Could you print, word for word, the part of the hockey article below starting at "With all of the greenbacks" and ending at "No pressure there."?

◆ **Source document**
————

With all of the greenbacks moolah cheddar simoleons the Rangers are playing Gaborik and Richards this season—they better produce on a nightly basis. GM Glen Sather and Co. are paying the duo $19.5 million this season alone. To put it in perspective, for that much money they could afford their entire defensive corps and still afford Shea Weber. No pressure there.

It’s exciting to think about Richards and Gaborik playing together for an entire season. Richards has been one of the premier playmakers in NHL since the lockout, while Gaborik has been one of the premier finishers over the same period of time. If they both can stay healthy (easier said than done), both are in line for career years. Assuming the Rangers have their best seasons, the Blueshirts fans should have plenty to cheer about this year.

Jagr shines in preseason debut with Flyers

Jaromir Jagr

The Flyers have had more changes than Philadelphia International Airport with all of their arrivals and departures this offseason. While former leaders were traded away and young prospects were acquired to eventually fill the void, the organization reminded everyone that they’re always in a “win-now” mode when they grabbed Jaromir Jagr on the open market. The biggest question mark was Jagr himself: which version of the former superstar was going to show up in the City of Brotherly love?

————

◆ **Provided data**
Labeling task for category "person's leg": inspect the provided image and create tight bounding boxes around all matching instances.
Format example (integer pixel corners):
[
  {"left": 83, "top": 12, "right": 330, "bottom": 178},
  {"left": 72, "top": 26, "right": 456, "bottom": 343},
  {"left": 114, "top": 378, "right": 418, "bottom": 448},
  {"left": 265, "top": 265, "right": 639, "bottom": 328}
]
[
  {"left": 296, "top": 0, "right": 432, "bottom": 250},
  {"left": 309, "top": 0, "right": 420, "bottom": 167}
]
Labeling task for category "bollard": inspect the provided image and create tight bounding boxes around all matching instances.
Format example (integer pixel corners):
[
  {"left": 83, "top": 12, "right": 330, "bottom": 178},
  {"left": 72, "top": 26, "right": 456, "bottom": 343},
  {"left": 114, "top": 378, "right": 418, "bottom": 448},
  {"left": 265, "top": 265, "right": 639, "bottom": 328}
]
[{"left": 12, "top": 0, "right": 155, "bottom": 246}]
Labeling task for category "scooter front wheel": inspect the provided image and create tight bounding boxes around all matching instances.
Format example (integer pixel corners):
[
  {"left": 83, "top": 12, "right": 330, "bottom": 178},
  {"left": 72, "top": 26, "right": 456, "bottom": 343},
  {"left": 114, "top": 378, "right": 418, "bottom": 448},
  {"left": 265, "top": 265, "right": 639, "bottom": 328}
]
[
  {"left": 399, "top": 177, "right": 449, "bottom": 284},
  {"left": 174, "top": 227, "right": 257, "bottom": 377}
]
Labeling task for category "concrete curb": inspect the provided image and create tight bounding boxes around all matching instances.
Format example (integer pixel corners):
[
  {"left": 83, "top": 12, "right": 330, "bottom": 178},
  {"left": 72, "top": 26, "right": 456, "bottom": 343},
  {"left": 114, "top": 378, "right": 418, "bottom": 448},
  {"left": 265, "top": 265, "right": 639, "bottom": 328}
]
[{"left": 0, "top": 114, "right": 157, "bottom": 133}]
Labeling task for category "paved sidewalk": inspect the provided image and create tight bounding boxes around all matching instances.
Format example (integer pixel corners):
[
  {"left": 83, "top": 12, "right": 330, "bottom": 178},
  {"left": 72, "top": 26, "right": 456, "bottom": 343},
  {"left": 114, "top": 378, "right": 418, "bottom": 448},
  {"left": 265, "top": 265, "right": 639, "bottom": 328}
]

————

◆ **Answer to this task**
With all of the greenbacks moolah cheddar simoleons the Rangers are playing Gaborik and Richards this season—they better produce on a nightly basis. GM Glen Sather and Co. are paying the duo $19.5 million this season alone. To put it in perspective, for that much money they could afford their entire defensive corps and still afford Shea Weber. No pressure there.